* [What to work on]: Copy the stretch of the records from the line containing "Where can the white and" through the line containing "pixel 178 46", both included, with every character unchanged.

########################################

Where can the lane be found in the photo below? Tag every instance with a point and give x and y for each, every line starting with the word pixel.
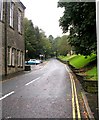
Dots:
pixel 18 82
pixel 49 96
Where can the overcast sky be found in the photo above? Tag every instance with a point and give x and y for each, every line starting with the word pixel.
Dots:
pixel 45 15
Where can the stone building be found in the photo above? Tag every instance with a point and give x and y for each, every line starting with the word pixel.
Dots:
pixel 12 46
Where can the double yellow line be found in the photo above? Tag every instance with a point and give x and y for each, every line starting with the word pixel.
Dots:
pixel 75 104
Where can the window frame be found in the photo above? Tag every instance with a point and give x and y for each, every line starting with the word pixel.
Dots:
pixel 1 10
pixel 9 55
pixel 11 14
pixel 19 21
pixel 13 57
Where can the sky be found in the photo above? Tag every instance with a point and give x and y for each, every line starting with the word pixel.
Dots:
pixel 45 15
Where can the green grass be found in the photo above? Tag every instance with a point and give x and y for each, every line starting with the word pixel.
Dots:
pixel 92 74
pixel 80 61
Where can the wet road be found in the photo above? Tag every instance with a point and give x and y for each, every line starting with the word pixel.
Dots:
pixel 45 92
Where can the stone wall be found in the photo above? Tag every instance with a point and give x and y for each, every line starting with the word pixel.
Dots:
pixel 13 39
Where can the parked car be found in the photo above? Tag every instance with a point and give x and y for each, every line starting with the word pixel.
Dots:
pixel 33 61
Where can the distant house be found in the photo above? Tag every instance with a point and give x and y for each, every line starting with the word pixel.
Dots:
pixel 12 46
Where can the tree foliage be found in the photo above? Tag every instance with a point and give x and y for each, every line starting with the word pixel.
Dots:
pixel 80 19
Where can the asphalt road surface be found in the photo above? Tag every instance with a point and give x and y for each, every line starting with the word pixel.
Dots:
pixel 45 92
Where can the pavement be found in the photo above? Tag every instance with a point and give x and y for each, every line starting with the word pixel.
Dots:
pixel 93 104
pixel 90 100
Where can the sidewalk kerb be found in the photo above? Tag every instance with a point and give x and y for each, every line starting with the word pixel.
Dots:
pixel 87 106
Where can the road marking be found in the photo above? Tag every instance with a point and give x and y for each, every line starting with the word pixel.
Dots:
pixel 74 96
pixel 73 102
pixel 32 81
pixel 6 95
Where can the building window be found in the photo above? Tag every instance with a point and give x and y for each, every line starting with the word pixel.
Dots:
pixel 19 21
pixel 13 57
pixel 11 13
pixel 21 59
pixel 18 57
pixel 9 55
pixel 1 9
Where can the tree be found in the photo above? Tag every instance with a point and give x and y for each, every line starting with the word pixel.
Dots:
pixel 80 19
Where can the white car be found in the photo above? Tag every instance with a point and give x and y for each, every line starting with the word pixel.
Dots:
pixel 33 61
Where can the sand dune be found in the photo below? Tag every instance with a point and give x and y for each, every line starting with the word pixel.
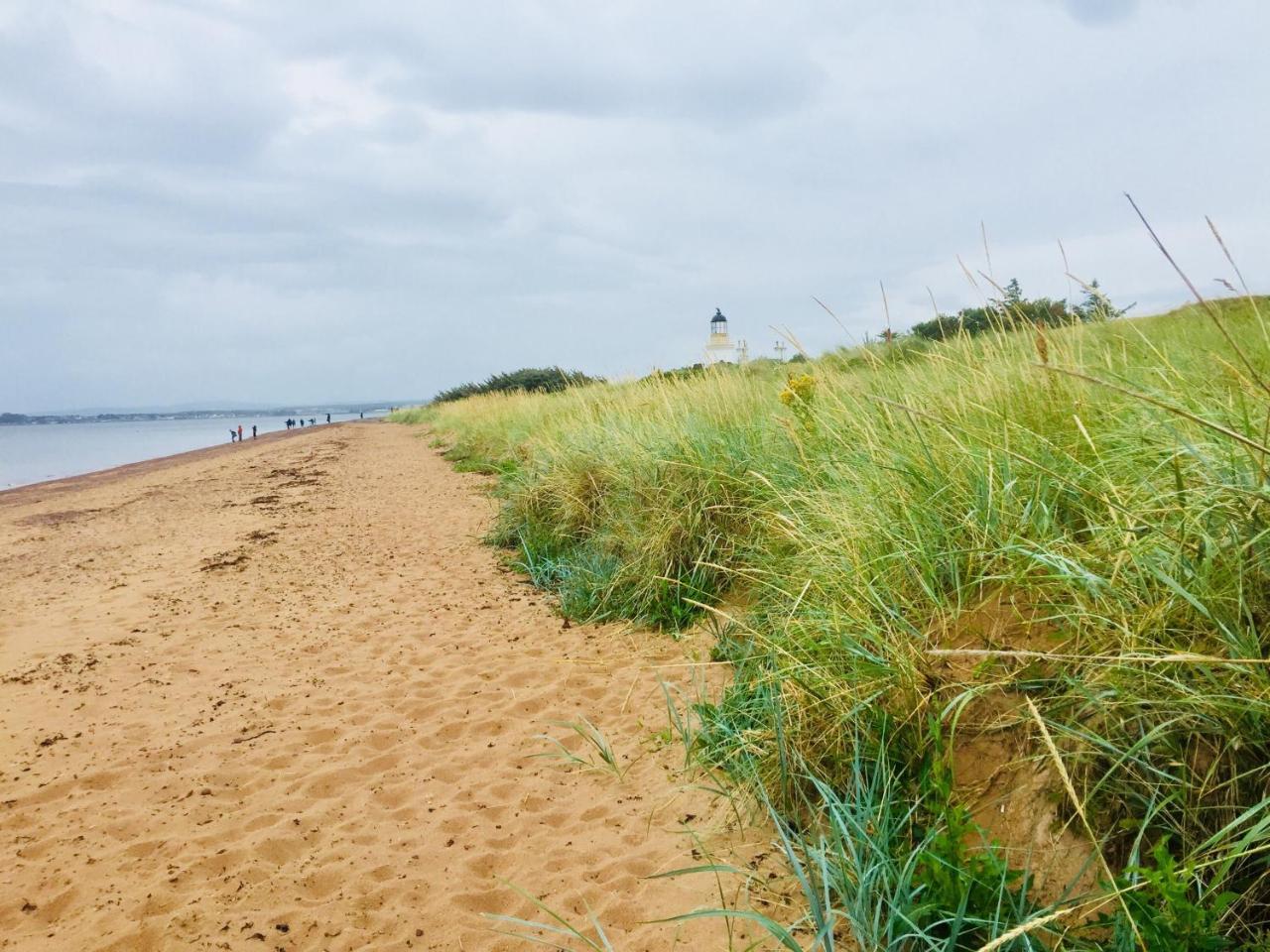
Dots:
pixel 280 697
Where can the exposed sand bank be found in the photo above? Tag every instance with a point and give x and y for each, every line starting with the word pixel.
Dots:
pixel 278 696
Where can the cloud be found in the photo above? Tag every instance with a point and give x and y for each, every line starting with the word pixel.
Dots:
pixel 271 202
pixel 1098 12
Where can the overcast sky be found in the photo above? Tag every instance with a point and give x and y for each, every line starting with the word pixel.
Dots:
pixel 286 200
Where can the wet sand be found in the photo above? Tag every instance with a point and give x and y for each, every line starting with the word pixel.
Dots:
pixel 278 696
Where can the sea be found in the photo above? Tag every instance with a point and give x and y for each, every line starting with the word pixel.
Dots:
pixel 50 451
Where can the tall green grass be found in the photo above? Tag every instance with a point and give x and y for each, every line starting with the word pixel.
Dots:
pixel 1107 481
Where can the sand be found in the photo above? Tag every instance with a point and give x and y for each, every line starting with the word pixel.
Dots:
pixel 278 696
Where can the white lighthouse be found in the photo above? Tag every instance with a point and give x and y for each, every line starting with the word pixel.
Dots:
pixel 720 348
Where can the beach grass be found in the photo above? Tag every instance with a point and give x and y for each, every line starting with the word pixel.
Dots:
pixel 1048 548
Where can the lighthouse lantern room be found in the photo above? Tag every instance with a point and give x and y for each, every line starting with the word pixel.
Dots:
pixel 720 348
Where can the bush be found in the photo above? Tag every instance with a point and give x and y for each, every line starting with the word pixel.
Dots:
pixel 1014 311
pixel 531 380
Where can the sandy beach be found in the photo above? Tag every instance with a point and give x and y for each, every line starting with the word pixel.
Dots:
pixel 280 696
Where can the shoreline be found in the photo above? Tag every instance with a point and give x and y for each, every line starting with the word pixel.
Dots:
pixel 100 477
pixel 289 696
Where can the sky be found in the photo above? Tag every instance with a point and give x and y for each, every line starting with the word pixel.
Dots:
pixel 234 200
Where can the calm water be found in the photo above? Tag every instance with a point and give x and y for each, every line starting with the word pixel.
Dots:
pixel 51 451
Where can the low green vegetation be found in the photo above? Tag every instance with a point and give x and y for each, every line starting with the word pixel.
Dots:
pixel 993 603
pixel 529 380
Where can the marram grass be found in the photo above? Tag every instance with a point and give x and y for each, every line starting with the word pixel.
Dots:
pixel 1106 481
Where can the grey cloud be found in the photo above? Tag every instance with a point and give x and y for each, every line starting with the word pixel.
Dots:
pixel 1097 12
pixel 389 198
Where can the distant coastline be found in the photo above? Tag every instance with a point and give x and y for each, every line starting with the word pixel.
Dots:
pixel 8 419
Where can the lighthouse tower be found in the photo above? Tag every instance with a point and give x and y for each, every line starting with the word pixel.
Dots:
pixel 720 348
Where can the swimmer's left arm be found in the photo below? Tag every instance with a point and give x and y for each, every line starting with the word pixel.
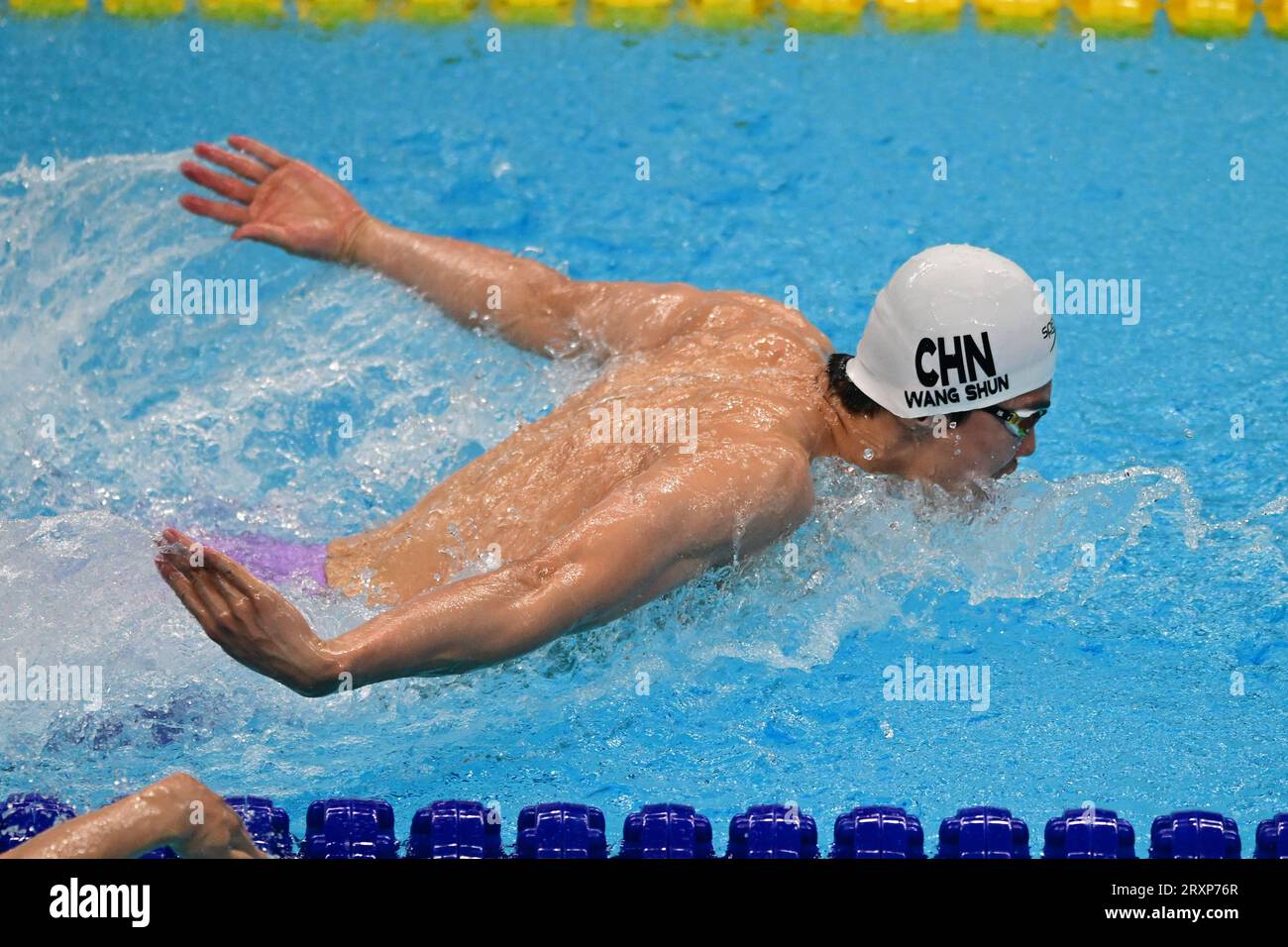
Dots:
pixel 161 814
pixel 283 201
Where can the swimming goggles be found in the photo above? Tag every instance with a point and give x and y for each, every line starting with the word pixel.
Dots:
pixel 1019 423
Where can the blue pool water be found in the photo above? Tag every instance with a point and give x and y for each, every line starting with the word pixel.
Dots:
pixel 1111 682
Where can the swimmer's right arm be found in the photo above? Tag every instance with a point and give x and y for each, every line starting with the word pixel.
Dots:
pixel 160 814
pixel 656 531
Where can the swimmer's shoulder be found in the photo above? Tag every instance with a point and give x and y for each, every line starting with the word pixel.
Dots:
pixel 748 311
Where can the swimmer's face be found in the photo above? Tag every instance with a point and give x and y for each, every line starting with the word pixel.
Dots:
pixel 982 447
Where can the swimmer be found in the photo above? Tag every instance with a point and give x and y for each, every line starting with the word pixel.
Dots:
pixel 159 815
pixel 592 514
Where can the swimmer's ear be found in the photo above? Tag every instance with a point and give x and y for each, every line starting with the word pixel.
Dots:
pixel 928 427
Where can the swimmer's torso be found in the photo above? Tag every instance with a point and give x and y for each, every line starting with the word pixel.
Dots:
pixel 751 369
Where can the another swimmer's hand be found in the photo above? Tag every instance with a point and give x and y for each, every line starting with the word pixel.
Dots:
pixel 204 825
pixel 275 200
pixel 246 617
pixel 176 810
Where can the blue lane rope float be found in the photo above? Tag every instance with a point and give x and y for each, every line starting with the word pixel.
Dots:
pixel 668 831
pixel 1194 835
pixel 349 828
pixel 561 830
pixel 877 831
pixel 455 828
pixel 983 831
pixel 362 828
pixel 1089 834
pixel 772 831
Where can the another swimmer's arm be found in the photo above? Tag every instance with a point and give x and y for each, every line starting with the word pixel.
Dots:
pixel 649 536
pixel 158 815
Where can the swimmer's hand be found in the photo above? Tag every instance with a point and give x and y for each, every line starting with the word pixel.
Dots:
pixel 275 200
pixel 218 832
pixel 178 810
pixel 246 617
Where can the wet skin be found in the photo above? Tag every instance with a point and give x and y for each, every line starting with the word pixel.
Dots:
pixel 584 530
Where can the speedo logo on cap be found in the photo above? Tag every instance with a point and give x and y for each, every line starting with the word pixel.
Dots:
pixel 954 369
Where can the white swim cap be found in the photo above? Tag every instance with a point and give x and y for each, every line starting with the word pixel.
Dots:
pixel 957 328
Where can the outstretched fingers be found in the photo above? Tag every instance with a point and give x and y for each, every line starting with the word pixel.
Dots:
pixel 224 213
pixel 187 594
pixel 223 184
pixel 237 163
pixel 269 157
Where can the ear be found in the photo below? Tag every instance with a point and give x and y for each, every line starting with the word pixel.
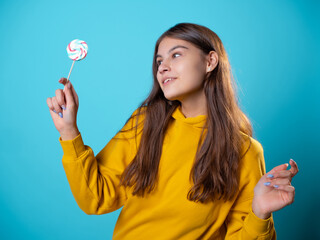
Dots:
pixel 212 61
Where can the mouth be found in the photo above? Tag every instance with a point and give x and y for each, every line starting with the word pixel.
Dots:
pixel 168 81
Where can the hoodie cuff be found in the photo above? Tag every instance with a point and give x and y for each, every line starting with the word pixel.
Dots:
pixel 73 148
pixel 257 226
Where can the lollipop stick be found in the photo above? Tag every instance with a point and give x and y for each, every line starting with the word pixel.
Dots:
pixel 70 70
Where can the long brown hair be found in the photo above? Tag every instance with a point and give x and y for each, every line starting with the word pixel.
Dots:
pixel 215 170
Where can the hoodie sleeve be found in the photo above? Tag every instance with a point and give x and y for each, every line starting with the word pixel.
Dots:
pixel 94 180
pixel 242 223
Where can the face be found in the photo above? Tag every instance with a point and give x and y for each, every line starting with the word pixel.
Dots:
pixel 185 65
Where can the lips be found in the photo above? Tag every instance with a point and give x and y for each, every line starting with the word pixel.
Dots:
pixel 168 80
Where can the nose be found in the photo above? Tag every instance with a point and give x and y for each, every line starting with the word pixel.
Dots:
pixel 164 66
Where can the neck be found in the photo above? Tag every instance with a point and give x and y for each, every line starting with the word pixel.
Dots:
pixel 193 107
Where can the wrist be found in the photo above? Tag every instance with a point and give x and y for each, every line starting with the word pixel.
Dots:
pixel 70 134
pixel 259 212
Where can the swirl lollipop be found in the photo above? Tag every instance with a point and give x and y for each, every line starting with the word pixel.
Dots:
pixel 77 50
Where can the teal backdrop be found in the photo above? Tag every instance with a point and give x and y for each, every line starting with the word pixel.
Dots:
pixel 273 47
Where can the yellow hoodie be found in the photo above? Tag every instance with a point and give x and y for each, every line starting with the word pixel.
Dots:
pixel 165 213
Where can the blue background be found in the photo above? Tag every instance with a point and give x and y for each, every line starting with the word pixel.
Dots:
pixel 273 47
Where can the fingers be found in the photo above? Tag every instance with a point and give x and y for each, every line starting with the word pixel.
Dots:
pixel 69 91
pixel 280 174
pixel 279 168
pixel 294 167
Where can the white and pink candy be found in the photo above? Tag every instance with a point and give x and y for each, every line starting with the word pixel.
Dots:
pixel 77 50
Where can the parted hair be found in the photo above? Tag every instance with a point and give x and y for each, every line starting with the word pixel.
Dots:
pixel 214 173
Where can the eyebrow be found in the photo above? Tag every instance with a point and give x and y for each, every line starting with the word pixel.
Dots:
pixel 178 46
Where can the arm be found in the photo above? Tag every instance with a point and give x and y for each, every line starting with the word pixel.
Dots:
pixel 94 181
pixel 241 222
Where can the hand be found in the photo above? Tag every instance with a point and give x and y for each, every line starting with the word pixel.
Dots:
pixel 63 109
pixel 274 190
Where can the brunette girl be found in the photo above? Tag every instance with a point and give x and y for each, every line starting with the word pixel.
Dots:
pixel 185 165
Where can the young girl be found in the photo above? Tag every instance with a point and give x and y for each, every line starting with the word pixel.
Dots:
pixel 185 165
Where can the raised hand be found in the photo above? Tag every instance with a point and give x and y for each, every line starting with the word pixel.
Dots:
pixel 63 109
pixel 274 190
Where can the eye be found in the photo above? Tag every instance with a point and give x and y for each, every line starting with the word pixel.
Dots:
pixel 176 54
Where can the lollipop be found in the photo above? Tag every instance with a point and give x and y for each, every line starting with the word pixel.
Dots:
pixel 77 50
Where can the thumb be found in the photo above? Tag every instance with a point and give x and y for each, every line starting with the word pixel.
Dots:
pixel 69 94
pixel 279 168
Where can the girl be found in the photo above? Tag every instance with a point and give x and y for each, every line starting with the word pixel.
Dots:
pixel 185 165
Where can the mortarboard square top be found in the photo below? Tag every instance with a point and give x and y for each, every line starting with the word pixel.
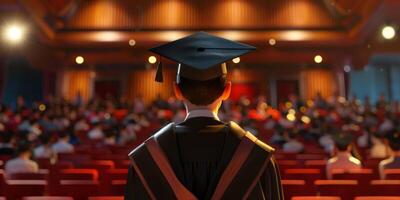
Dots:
pixel 200 54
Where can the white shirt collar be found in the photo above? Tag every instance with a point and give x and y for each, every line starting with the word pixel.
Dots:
pixel 201 113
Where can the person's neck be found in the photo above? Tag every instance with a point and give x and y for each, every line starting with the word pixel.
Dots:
pixel 213 107
pixel 24 156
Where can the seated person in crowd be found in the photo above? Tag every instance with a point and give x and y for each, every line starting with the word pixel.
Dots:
pixel 293 145
pixel 44 150
pixel 22 163
pixel 96 132
pixel 343 159
pixel 110 138
pixel 62 145
pixel 7 143
pixel 393 162
pixel 378 149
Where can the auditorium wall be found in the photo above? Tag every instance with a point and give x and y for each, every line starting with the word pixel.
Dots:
pixel 21 79
pixel 245 81
pixel 373 81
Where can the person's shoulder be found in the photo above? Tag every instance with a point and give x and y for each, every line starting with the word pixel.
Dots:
pixel 355 160
pixel 240 133
pixel 163 131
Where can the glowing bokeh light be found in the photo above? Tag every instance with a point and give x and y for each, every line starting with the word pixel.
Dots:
pixel 272 41
pixel 14 33
pixel 236 60
pixel 388 32
pixel 152 59
pixel 79 60
pixel 318 59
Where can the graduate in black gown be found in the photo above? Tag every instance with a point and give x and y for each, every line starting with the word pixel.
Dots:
pixel 202 157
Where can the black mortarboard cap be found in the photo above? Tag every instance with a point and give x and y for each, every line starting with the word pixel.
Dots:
pixel 201 55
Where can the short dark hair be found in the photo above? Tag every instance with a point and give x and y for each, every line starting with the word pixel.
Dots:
pixel 202 92
pixel 23 147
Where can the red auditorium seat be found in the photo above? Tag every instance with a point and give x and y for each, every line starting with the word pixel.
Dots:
pixel 100 165
pixel 287 164
pixel 296 188
pixel 78 189
pixel 110 157
pixel 378 198
pixel 43 174
pixel 47 198
pixel 363 176
pixel 61 165
pixel 347 189
pixel 43 163
pixel 285 156
pixel 16 189
pixel 78 174
pixel 309 175
pixel 384 188
pixel 310 156
pixel 122 164
pixel 106 198
pixel 110 175
pixel 316 164
pixel 74 158
pixel 392 174
pixel 118 187
pixel 316 198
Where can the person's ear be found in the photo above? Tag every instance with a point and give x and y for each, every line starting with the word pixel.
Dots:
pixel 177 91
pixel 227 91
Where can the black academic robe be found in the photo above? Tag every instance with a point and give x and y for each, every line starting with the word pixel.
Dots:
pixel 199 151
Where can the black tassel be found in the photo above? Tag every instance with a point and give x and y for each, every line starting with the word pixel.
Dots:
pixel 159 75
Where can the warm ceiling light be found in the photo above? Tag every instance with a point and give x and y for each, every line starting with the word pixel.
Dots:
pixel 347 68
pixel 318 59
pixel 14 33
pixel 79 60
pixel 236 60
pixel 272 41
pixel 132 42
pixel 152 59
pixel 388 32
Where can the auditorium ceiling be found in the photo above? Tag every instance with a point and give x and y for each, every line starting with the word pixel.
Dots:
pixel 341 31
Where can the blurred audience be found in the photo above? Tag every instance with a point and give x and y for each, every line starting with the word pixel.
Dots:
pixel 22 163
pixel 393 162
pixel 57 125
pixel 343 160
pixel 62 145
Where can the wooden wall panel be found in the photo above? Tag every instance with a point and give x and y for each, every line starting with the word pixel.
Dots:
pixel 77 81
pixel 201 14
pixel 141 83
pixel 313 81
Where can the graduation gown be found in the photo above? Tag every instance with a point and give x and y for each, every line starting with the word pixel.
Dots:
pixel 193 160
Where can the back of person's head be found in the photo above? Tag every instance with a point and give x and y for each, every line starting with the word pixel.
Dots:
pixel 343 141
pixel 6 136
pixel 45 139
pixel 63 135
pixel 111 131
pixel 23 147
pixel 202 92
pixel 393 138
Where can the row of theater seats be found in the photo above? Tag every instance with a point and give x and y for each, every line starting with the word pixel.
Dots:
pixel 293 198
pixel 67 198
pixel 305 175
pixel 80 175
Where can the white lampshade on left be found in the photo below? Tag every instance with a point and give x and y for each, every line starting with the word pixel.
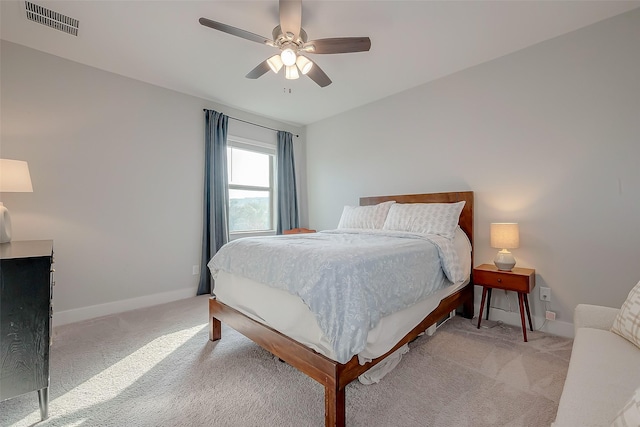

########################################

* [Solution to the problem]:
Where can the white and pink candy be found in the photo above? Tag every instance with a point and give x and y for each, every line starting with the word pixel.
Dots:
pixel 77 50
Where can the parted hair be found in the photo above? Tag every instance with a point and give x and y for each, every line starting with the word pixel.
Dots:
pixel 214 173
Where can the eyebrow be found in the photo above? Tag every instance with a point and give x and y for each, every line starting with the word pixel.
Dots:
pixel 178 46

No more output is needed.